- _GIVEN PROBLEM_
Find the line that contains "Where can the distant hill be". Then set down that line and all the lines after it, to the end of the records, exactly and with nothing added.

Named-object pointing records

--------------------

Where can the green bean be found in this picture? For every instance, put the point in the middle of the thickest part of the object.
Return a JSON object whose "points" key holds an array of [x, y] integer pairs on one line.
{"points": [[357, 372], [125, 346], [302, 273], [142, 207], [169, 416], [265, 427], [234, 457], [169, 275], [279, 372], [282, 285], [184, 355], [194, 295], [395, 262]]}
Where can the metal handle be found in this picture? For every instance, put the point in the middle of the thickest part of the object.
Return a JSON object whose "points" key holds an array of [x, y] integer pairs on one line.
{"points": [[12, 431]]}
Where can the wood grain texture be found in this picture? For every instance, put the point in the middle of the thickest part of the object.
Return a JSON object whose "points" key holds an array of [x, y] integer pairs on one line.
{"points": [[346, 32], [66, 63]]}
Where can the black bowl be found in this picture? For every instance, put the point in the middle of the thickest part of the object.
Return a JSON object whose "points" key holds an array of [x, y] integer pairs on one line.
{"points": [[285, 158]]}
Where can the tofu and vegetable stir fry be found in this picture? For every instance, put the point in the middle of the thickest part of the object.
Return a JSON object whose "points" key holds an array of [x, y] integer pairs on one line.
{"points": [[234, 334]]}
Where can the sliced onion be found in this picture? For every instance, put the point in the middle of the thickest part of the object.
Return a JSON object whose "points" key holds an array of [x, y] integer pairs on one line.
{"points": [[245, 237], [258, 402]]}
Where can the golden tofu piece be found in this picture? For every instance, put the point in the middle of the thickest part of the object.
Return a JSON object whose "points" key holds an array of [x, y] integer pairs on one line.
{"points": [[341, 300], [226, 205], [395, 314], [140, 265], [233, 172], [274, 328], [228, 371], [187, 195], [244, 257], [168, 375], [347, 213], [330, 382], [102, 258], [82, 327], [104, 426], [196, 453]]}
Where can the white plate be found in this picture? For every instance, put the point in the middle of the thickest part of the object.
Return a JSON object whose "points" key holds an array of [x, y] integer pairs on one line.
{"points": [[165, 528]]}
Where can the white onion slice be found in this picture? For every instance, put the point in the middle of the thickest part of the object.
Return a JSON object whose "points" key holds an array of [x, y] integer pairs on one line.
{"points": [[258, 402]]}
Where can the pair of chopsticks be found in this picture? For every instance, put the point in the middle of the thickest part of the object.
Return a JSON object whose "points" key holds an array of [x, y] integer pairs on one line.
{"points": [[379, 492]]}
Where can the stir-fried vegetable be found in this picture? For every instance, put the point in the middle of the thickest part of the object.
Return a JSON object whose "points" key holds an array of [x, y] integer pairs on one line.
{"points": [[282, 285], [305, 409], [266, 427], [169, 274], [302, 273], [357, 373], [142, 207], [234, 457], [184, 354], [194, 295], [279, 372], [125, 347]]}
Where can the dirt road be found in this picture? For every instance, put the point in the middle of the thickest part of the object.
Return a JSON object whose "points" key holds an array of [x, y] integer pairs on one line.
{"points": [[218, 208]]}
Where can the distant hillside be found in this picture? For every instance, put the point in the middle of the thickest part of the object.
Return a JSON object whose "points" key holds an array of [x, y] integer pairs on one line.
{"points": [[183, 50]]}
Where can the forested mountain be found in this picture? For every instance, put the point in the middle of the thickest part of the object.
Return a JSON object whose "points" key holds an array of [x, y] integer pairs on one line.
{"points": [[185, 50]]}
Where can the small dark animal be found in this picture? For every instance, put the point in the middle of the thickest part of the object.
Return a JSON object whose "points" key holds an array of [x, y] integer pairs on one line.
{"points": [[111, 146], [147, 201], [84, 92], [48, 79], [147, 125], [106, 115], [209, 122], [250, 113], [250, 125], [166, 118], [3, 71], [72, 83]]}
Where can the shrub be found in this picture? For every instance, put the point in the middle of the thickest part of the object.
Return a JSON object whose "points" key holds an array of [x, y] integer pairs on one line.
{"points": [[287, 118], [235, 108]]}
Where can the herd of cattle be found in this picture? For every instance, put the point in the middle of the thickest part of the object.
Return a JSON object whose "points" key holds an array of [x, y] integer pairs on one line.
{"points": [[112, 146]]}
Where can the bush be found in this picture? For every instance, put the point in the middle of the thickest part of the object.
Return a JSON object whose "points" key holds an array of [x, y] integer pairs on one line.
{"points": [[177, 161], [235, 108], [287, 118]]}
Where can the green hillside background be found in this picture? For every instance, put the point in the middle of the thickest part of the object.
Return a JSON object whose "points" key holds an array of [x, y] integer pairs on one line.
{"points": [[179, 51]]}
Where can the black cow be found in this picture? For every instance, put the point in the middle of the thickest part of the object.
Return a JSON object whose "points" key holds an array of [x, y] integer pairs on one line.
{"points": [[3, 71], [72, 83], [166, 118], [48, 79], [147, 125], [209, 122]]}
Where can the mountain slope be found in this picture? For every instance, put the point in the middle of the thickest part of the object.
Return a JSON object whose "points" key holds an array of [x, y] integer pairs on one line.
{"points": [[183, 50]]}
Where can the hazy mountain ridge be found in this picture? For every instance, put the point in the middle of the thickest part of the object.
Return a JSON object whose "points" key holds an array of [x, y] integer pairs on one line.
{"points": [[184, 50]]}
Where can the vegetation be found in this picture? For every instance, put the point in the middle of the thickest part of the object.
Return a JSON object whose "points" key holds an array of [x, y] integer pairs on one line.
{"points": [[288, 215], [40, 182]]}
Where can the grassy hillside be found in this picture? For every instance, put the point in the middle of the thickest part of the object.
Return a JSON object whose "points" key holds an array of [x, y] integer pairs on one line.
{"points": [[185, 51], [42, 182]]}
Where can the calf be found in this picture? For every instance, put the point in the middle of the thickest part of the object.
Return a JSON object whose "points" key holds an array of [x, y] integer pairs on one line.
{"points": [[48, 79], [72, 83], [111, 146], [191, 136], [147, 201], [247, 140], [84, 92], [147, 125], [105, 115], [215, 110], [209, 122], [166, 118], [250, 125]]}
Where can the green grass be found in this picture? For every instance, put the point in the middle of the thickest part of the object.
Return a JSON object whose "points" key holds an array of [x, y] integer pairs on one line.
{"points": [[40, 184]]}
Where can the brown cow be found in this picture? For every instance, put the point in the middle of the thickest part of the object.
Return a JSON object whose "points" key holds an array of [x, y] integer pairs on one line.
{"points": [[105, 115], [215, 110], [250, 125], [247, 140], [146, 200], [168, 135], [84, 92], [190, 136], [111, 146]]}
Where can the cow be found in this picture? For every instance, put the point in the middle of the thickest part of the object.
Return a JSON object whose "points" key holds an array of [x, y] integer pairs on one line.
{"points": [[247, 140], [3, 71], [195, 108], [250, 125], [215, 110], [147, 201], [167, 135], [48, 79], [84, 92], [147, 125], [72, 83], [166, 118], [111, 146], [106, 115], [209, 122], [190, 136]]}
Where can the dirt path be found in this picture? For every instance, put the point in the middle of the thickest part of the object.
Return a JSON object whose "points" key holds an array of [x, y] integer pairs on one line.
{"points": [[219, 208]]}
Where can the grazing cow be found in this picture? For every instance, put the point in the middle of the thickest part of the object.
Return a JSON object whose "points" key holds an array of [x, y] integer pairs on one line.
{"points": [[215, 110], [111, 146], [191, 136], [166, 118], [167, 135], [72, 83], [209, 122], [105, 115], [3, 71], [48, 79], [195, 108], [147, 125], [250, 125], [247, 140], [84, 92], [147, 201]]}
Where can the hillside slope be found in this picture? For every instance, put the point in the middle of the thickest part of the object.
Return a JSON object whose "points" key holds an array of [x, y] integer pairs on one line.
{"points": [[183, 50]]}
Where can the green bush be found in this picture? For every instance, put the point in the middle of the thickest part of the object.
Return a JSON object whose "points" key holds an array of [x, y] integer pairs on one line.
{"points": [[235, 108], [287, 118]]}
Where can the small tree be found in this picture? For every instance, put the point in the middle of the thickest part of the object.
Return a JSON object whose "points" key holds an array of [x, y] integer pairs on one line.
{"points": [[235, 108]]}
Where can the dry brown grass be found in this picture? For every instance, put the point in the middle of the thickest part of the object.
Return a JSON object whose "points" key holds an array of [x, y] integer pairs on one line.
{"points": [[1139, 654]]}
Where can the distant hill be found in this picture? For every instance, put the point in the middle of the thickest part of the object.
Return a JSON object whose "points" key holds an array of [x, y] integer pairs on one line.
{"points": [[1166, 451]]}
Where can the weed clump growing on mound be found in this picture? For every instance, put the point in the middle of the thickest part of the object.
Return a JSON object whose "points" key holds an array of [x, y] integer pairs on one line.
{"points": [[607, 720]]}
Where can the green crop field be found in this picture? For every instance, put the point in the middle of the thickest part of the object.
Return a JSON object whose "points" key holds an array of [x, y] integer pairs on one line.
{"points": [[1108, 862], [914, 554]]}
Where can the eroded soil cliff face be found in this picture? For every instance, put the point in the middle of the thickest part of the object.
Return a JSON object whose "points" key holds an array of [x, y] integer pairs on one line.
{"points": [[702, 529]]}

--------------------

- _WRITTEN ANSWER_
Where can the distant hill be found in this picture? For every instance, put the point in the middle of the thickest part of the object.
Return a JSON object whose "points" key holds an array of [x, y] integer pairs on one line.
{"points": [[1166, 451]]}
Where can the weed clump growing on mound be found in this picture? For every instance, put the point in the middle of the thickest part of the object.
Return a JSON object whose "points" key holds an array of [x, y] integer pairs on one line.
{"points": [[607, 720]]}
Where can the green crop field be found in this picture? For every instance, put the point in the middle of the thickest part of the object.
Return a JSON object whose "points" key holds an array of [x, y] integer pairs on one line.
{"points": [[1108, 862], [914, 554]]}
Where can the eroded soil cliff face be found in this picture? For every instance, put the point in the middle of the thickest part of the object.
Return a JSON object whose "points" key holds an array of [x, y] integer pairs on one line.
{"points": [[702, 529]]}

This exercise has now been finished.